*Extracted text*
— START —

I did the exact same thing - on a vaulted ceiling of a family room I added on to our house - many years ago.

It was tougher to install the drywall, required extra long screws, etc. But we were living in Minnesota at the time, and I wanted the extra insulation.

We lived in the house for 5 years after I built the family room. No cracking or problems during that time. We then sold the house and moved out of state, so I cannot say what happened in the ensuing years.


----------



## concretemasonry

I built an 1850 sf lake home using all masonry construction in northern MN (cold winters, warm summers) over few year period. The scissor roof trusses spanned 30', starting at 9' and going up to to the peak (to about 12'). When I originally built it, I put 10" of the fiberglass junk between the trusses spaced at 24" o.c. and used poly to hold it in place for a few years. When I went to finish the ceiling a couple of years later, I opted for 1 1/2" of extruded polystyrene since the home was so energy efficient (turned off breaker so no heat from sometime in October until the middle of December with a few periods on below zero. The thermostat was still showing a temperature higher the low limit of 65F, with quite a few days of with below 0 F.). I went to 1 -1/2" instead of 2" and very liberally slashed the old poly "vb". I had a contractor put in the 1-1/2" rigid XPS and drywall with 5/8" sheet rock (traditional, but long screws and had the foam and drywall joints staggered in both directions). After a year, I had the ceiling taped. After 2 more years there is no sign of problems with screws or taping.

It worked with no problems despite the long span, but I have a feeling the uniform temperature may have had an effect.

Dick


----------



## Gary in WA

I believe you may have trouble with the interior (room) moisture leaving through the outside wall, depending on your climate. The idea of foam on the outside is to have it thick enough to keep the moisture from condensing on the sheathing by raising the temperature of the inside face of the foam. If the heat is stopped at the drywall, the moisture will condense on the insulation and the sheathing after going through the foam because they are colder, the reverse of this; http://www.greenbuildingadvisor.com...lating-minimum-thickness-rigid-foam-sheathing

The insulation needs to be outside to work with the vapor flow; http://www.buildingscience.com/documents/insights/bsi-001-the-perfect-wall

Another BSC article explaining the different thickness of foam required for different locations as to changing dew point temperature; http://www.buildingscience.com/documents/reports/rr-0412-insulations-sheathings-and-vapor-retarders

Of course the ceiling would be different than a wall, especially if vented, to get rid of the moisture from inside. I'm not an expert on this subject, just surmising, open to discussion.....


Gary


----------



## captainkidd

*Electrical boxes*

If you can't find the adjustable electrical boxes, or don't want to mess with the existing wiring, there are box extension rings that will fill the gap between the front of the box, and the face of the sheetrock. These are required by code. You can't just use longer screws on the switches and receptacles.


----------



## concretemasonry

Duplicate post


----------



## dberladyn

I don't know... I'm not sure I see any problems with doing this at all. He should be using 1/2" drywall, not 3/8".. but the foam shouldn't act any different than the vapour barriers we use here in BC. As far as screws popping... why? As long as everything gets sucked down tight when it's properly screwed off there shouldn't be problems. And he could always GLUE the drywall to the foam.

— END —

*Exercise requirements*
In the forum thread, what thickness of extruded polystyrene did concretemasonry use on the lake home ceiling?

*Data excerpt*
— START —

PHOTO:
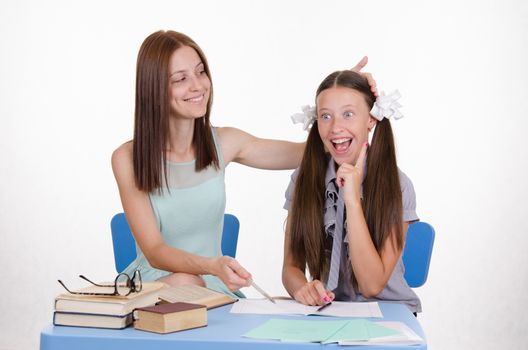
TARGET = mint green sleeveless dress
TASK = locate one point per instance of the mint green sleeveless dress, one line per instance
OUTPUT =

— END —

*Output for this exercise*
1 1/2 inches, rather than 2 inches.